= How to complete this task =
Reproduce, word for word, the full article on the return of gray wolves to Yellowstone National Park.
[Selected passage]
This is the second of a two-part series on the role of the gray wolf as a keystone species in Yellowstone National Park. To see what happened when wolves disappeared from the park's ecosystem, check out Part One.
In 1995, 70 years after the last wolf pack disappeared from Yellowstone National Park, scientists reintroduced 31 gray wolves back into the park to help control the elk population. In 1995, there were 17,000 elk in the park. Now, there are just 4,000. While a dwindling population in a species can be bad, in this case, it can be beneficial to the park's biodiversity.
The reintroduction of wolves into the park also helped improve the elk's gene pool. Only the strongest and most robust of the elk were able to survive and reproduce.
When wolves hunt elk, they don't eat the entire carcass. Once they're full, they go off and sleep with full stomachs. This leaves meat for scavengers like ravens, magpies, coyotes, and golden eagles. Bears, whose population numbers have been rising, also benefit from the leftover carcasses. Plus, bears now have more berries to feed on because they don't have to compete with a lot of elk anymore.
The trees and plants that had a hard time flourishing under the pressure of a large elk population are now thriving. Larger trees by the river now have stronger roots, which in turn strengthen the river banks. Song birds have made their return as well. This also means that beavers have returned, now that they have the resources they need to build their dams.
Wolves are what scientists call a keystone species for the Yellowstone National Park ecosystem. A keystone species is a species on which much of an ecosystem depends. Without this species, the ecosystem will undergo drastic changes and experience an imbalance. The ecosystem in Yellowstone perfectly illustrates the role of a keystone species and what happens when it disappears.
The reintroduction of the wolves resulted in a trophic cascade. A trophic cascade happens when a predator keeps its prey's numbers under control or changes their behavior. The organisms on the next levels of the food chain thus have a chance to thrive. The relationship between the wolves and the elk are another perfect illustration of this concept.
It's amazing how the disappearance and reintroduction of just one species can have such a domino effect in an ecosystem. It's also a lesson in how humans should be more mindful of our ecological impact. People in the 1920s didn't realize how much the extermination of wolves will impact the ecosystem in Yellowstone National Park. Now, the wolves are showing exactly how important they are in maintaining ecological balance.
[/Selected passage]
[Extracted material]
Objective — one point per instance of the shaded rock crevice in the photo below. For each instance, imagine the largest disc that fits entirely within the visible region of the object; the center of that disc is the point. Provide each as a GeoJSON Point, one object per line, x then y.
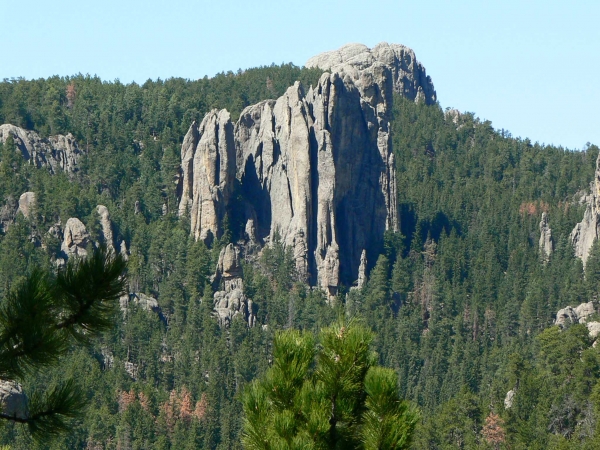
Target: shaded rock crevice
{"type": "Point", "coordinates": [315, 166]}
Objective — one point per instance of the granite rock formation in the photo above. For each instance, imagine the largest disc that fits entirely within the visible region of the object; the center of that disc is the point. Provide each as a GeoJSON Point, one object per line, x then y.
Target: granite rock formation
[/Extracted material]
= Written answer =
This is the second of a two-part series on the role of the gray wolf as a keystone species in Yellowstone National Park. To see what happened when wolves disappeared from the park's ecosystem, check out Part One.
In 1995, 70 years after the last wolf pack disappeared from Yellowstone National Park, scientists reintroduced 31 gray wolves back into the park to help control the elk population. In 1995, there were 17,000 elk in the park. Now, there are just 4,000. While a dwindling population in a species can be bad, in this case, it can be beneficial to the park's biodiversity.
The reintroduction of wolves into the park also helped improve the elk's gene pool. Only the strongest and most robust of the elk were able to survive and reproduce.
When wolves hunt elk, they don't eat the entire carcass. Once they're full, they go off and sleep with full stomachs. This leaves meat for scavengers like ravens, magpies, coyotes, and golden eagles. Bears, whose population numbers have been rising, also benefit from the leftover carcasses. Plus, bears now have more berries to feed on because they don't have to compete with a lot of elk anymore.
The trees and plants that had a hard time flourishing under the pressure of a large elk population are now thriving. Larger trees by the river now have stronger roots, which in turn strengthen the river banks. Song birds have made their return as well. This also means that beavers have returned, now that they have the resources they need to build their dams.
Wolves are what scientists call a keystone species for the Yellowstone National Park ecosystem. A keystone species is a species on which much of an ecosystem depends. Without this species, the ecosystem will undergo drastic changes and experience an imbalance. The ecosystem in Yellowstone perfectly illustrates the role of a keystone species and what happens when it disappears.
The reintroduction of the wolves resulted in a trophic cascade. A trophic cascade happens when a predator keeps its prey's numbers under control or changes their behavior. The organisms on the next levels of the food chain thus have a chance to thrive. The relationship between the wolves and the elk are another perfect illustration of this concept.
It's amazing how the disappearance and reintroduction of just one species can have such a domino effect in an ecosystem. It's also a lesson in how humans should be more mindful of our ecological impact. People in the 1920s didn't realize how much the extermination of wolves will impact the ecosystem in Yellowstone National Park. Now, the wolves are showing exactly how important they are in maintaining ecological balance.